_Challenge:_ Could you write out the records below exactly as they appear?

* * *

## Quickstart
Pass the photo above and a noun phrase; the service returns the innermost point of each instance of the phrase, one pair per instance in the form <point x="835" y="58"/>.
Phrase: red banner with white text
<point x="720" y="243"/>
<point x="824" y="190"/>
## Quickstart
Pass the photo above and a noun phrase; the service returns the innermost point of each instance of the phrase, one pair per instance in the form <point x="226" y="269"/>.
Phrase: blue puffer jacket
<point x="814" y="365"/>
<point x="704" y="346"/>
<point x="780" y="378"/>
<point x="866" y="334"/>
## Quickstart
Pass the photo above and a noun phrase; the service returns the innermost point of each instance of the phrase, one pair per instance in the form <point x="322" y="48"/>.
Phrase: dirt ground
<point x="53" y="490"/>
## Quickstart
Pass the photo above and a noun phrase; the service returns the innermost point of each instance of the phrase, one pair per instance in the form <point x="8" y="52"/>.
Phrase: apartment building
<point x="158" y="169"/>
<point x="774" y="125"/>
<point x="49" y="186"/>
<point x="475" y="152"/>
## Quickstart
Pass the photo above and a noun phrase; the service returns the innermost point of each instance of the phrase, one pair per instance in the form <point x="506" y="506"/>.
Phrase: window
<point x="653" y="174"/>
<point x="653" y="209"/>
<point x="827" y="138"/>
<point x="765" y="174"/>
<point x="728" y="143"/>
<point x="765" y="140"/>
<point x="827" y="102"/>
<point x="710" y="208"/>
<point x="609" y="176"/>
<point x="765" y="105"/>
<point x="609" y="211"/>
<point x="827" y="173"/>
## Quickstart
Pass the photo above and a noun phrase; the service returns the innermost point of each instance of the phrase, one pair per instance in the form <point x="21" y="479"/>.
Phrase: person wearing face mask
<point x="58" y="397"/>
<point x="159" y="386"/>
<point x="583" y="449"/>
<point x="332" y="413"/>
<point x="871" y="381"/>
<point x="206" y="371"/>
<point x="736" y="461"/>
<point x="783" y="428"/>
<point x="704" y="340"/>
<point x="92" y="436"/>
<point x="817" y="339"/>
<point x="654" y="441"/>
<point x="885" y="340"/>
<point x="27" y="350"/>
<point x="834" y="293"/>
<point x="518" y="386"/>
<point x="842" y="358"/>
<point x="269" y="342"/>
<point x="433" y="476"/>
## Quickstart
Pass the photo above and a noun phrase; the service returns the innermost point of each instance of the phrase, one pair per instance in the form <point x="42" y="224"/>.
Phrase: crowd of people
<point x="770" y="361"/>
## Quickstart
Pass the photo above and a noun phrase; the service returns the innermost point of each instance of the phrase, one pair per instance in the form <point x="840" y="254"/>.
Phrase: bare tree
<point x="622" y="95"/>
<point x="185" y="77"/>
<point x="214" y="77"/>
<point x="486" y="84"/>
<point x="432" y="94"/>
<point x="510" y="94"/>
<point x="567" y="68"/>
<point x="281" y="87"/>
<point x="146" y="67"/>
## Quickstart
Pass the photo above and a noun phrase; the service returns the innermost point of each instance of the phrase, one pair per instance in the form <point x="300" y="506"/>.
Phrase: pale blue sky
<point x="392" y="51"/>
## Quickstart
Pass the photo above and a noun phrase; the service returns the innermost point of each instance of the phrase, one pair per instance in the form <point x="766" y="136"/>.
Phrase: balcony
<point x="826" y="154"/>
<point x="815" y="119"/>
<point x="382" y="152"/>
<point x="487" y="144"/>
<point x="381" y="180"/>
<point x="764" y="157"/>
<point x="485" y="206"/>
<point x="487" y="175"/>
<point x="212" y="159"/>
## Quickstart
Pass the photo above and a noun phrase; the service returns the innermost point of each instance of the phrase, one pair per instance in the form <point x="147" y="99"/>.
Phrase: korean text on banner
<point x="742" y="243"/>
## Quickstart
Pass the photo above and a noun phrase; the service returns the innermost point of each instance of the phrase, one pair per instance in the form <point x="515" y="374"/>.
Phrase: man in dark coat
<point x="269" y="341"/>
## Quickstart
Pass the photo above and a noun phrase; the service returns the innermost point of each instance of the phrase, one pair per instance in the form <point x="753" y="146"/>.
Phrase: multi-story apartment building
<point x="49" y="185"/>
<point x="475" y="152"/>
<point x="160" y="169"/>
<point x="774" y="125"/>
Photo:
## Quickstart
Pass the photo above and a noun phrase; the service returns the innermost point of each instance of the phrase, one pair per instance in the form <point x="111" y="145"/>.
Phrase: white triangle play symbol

* * *

_The output:_
## Quickstart
Pass the photo above and a noun phrase; the service returns the innermost point of each instance of the phrase, one pair per instance in the form <point x="835" y="58"/>.
Phrase: red banner with white text
<point x="720" y="243"/>
<point x="824" y="190"/>
## Quickstart
Pass the photo above and a noun phrase; the service returns the innermost point of each instance of the phrase, one pair per instance in the form <point x="226" y="269"/>.
Phrase: blue puffer jacket
<point x="814" y="365"/>
<point x="704" y="346"/>
<point x="780" y="378"/>
<point x="866" y="334"/>
## Quickstart
Pass the photo above and a noun phrase; the service returns the innermost point of each instance of the phrase, one pair per instance in the form <point x="322" y="48"/>.
Phrase: dirt ground
<point x="53" y="490"/>
## Quickstart
Pass the photo above and a noun phrase; the service returns the innermost point of each instance of the phrase, one pair per instance in the form <point x="8" y="52"/>.
Phrase: apartment building
<point x="158" y="169"/>
<point x="774" y="125"/>
<point x="49" y="186"/>
<point x="475" y="152"/>
## Quickstart
Pass the photo above and a noun phrase; the service returns the innermost point of each instance of the phrase, one pair per instance in the form <point x="506" y="506"/>.
Phrase: window
<point x="653" y="174"/>
<point x="653" y="209"/>
<point x="827" y="138"/>
<point x="765" y="174"/>
<point x="728" y="143"/>
<point x="765" y="140"/>
<point x="827" y="102"/>
<point x="710" y="208"/>
<point x="609" y="176"/>
<point x="765" y="105"/>
<point x="609" y="211"/>
<point x="827" y="173"/>
## Quickstart
Pass the photo above and a noun phrase; the service returns the innermost point of each instance of the phrase, one pair per instance in the form <point x="21" y="479"/>.
Phrase: person wearing face mask
<point x="58" y="397"/>
<point x="159" y="386"/>
<point x="583" y="449"/>
<point x="332" y="413"/>
<point x="871" y="381"/>
<point x="206" y="371"/>
<point x="736" y="461"/>
<point x="783" y="428"/>
<point x="704" y="340"/>
<point x="92" y="436"/>
<point x="817" y="339"/>
<point x="654" y="441"/>
<point x="885" y="340"/>
<point x="27" y="350"/>
<point x="834" y="293"/>
<point x="518" y="386"/>
<point x="842" y="358"/>
<point x="269" y="342"/>
<point x="433" y="476"/>
## Quickstart
Pass the photo above and a noun phrase; the service returns the innermost point of each instance of the phrase, one pair per instance in the form <point x="42" y="224"/>.
Phrase: crowd of people
<point x="770" y="361"/>
## Quickstart
Pass the photo above and a noun phrase; the service returns the innermost point of each instance of the phrase, one pair per instance in the form <point x="840" y="254"/>.
Phrase: bare tree
<point x="622" y="95"/>
<point x="185" y="77"/>
<point x="214" y="77"/>
<point x="486" y="84"/>
<point x="432" y="94"/>
<point x="510" y="94"/>
<point x="567" y="68"/>
<point x="281" y="87"/>
<point x="146" y="67"/>
## Quickstart
Pass the photo above and a noun phrase; the service returns the innermost point of each instance of the phrase, one pair per instance in the form <point x="300" y="506"/>.
Phrase: pale blue sky
<point x="392" y="51"/>
## Quickstart
Pass the photo above and a noun phrase; the service returns the innermost point of each instance of the phrase, one pair per instance in the form <point x="766" y="136"/>.
Phrase: balcony
<point x="826" y="154"/>
<point x="815" y="119"/>
<point x="382" y="152"/>
<point x="487" y="144"/>
<point x="381" y="180"/>
<point x="764" y="157"/>
<point x="485" y="206"/>
<point x="487" y="175"/>
<point x="212" y="159"/>
## Quickstart
Pass the photo above and a noun phrase; the service returns the innermost point of each instance of the phrase, one pair per instance in the form <point x="147" y="99"/>.
Phrase: korean text on banner
<point x="742" y="243"/>
## Quickstart
Pass the photo above and a noun phrase; the service returns the innermost point of each instance of the phrase, one pair per instance in the form <point x="515" y="374"/>.
Phrase: man in dark coat
<point x="269" y="341"/>
## Quickstart
Pass the photo above and a noun phrase; the service returns the innermost point of each instance of the phrase, one pair per instance in the form <point x="753" y="146"/>.
Phrase: multi-story apartment building
<point x="49" y="185"/>
<point x="475" y="152"/>
<point x="160" y="169"/>
<point x="774" y="125"/>
Photo:
## Quickstart
Pass the photo above and a noun phrase; the service returns the innermost point of each instance of the phrase, one pair per instance in the form <point x="111" y="145"/>.
Phrase: white triangle play symbol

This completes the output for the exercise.